# Exercise passage
= Color blind glasses =

Light filters to alleviate color blindness

Color blind glasses or color correcting lenses are light filters, usually in the form of glasses or contact lenses, that attempt to alleviate color blindness, by bringing deficient color vision closer to normal color vision or to make certain color tasks easier to accomplish. Despite their popularity, academic literature is generally skeptical of the efficacy of color correcting lenses.

==Color blindness==

A plate from the Ishihara test

Color blindness (color vision deficiency) is the decreased ability to see color or differences in color. It can impair daily color tasks such as selecting ripe fruit or choosing clothing, as well as safety-related tasks such as interpreting traffic lights. While the disability of color blindness is considered minor, the use of color in safety systems excludes the color blind from many occupations. Screening for color blindness in these occupations is accomplished with color vision tests, often the Ishihara test. There is no cure for color blindness, but management of color vision may be possible with apps or color correcting lenses.

# Data provided

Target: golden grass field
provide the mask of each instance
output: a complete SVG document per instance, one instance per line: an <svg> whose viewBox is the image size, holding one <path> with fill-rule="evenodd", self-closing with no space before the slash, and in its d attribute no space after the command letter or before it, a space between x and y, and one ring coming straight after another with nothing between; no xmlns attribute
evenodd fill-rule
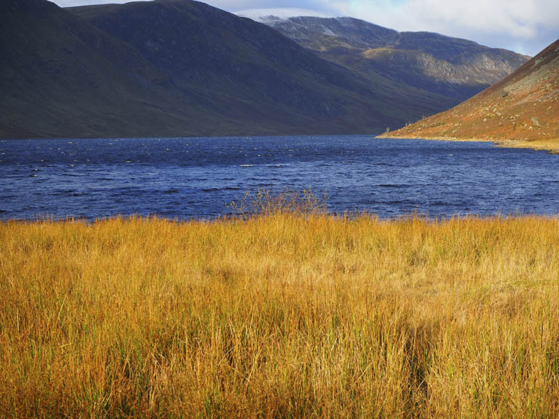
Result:
<svg viewBox="0 0 559 419"><path fill-rule="evenodd" d="M559 220L0 223L0 417L557 418Z"/></svg>

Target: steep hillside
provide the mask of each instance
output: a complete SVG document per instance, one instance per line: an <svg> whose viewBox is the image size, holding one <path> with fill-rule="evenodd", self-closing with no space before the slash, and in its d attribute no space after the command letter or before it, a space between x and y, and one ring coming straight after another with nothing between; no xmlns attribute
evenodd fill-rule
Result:
<svg viewBox="0 0 559 419"><path fill-rule="evenodd" d="M471 99L382 136L475 139L559 150L559 40Z"/></svg>
<svg viewBox="0 0 559 419"><path fill-rule="evenodd" d="M320 57L447 96L457 104L524 64L529 57L430 32L398 32L352 17L258 17ZM439 110L446 109L439 107Z"/></svg>
<svg viewBox="0 0 559 419"><path fill-rule="evenodd" d="M0 24L0 138L377 133L425 97L190 0L3 0Z"/></svg>

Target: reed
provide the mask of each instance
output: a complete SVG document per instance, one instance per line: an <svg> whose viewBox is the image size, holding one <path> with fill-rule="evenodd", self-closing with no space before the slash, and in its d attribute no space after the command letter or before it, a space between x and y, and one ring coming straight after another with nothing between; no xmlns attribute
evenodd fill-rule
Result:
<svg viewBox="0 0 559 419"><path fill-rule="evenodd" d="M0 223L0 416L556 418L559 220Z"/></svg>

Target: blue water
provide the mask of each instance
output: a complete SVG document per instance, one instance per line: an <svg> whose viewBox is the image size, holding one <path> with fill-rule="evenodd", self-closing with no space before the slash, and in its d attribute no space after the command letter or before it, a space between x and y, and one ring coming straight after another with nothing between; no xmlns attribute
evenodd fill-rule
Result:
<svg viewBox="0 0 559 419"><path fill-rule="evenodd" d="M0 141L0 219L226 213L312 186L333 212L559 213L559 156L370 135Z"/></svg>

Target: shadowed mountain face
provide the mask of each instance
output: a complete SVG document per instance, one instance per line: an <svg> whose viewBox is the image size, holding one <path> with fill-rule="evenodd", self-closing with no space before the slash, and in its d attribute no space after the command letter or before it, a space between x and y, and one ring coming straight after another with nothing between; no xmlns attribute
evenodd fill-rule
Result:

# Parts of the exercise
[a] Please answer these questions from the color blind glasses passage:
(i) How does academic literature generally regard the efficacy of color correcting lenses?
(ii) Which color vision test is often used to screen for color blindness in certain occupations?
(iii) Which two daily color tasks can color blindness impair?
[b] Continue the color blind glasses passage from the end of its last sentence.

# Task results
[a]
(i) It is generally skeptical of their efficacy.
(ii) The Ishihara test.
(iii) Selecting ripe fruit and choosing clothing.

[b]
==Varieties==
There are several kinds of lenses that claim to increase accuracy in color-related tasks. The lenses may be eyeglasses, contact lenses or handheld lenses, and may be distinguished according to their working principle. Most lenses are intended for red-green color blindness, though some lenses are also marketed for blue-yellow color blindness. All lenses are passive optical filters, so can only subtract/attenuate selective wavelengths of light. However, there are large variations on this theme:

- Disparate lenses: using different filters over each eye
- Monocular lenses: using a filter on only one eye
- Binocular lenses: using the same filter over both eyes

===Disparate lenses===
The idea of using colored filters as color correcting lenses originated from August Seebeck in 1837. In 1857, James Clerk Maxwell constructed red and green glasses according to Seebeck's theory. Seebeck noticed that red and green lenses change the relative luminosity of colors that the red-green colorblind usually saw as metamers and the subjects could thereby estimate the correct color. Based on these results, Maxwell hypothesized that color perception would improve after prolonged exposure to the glasses.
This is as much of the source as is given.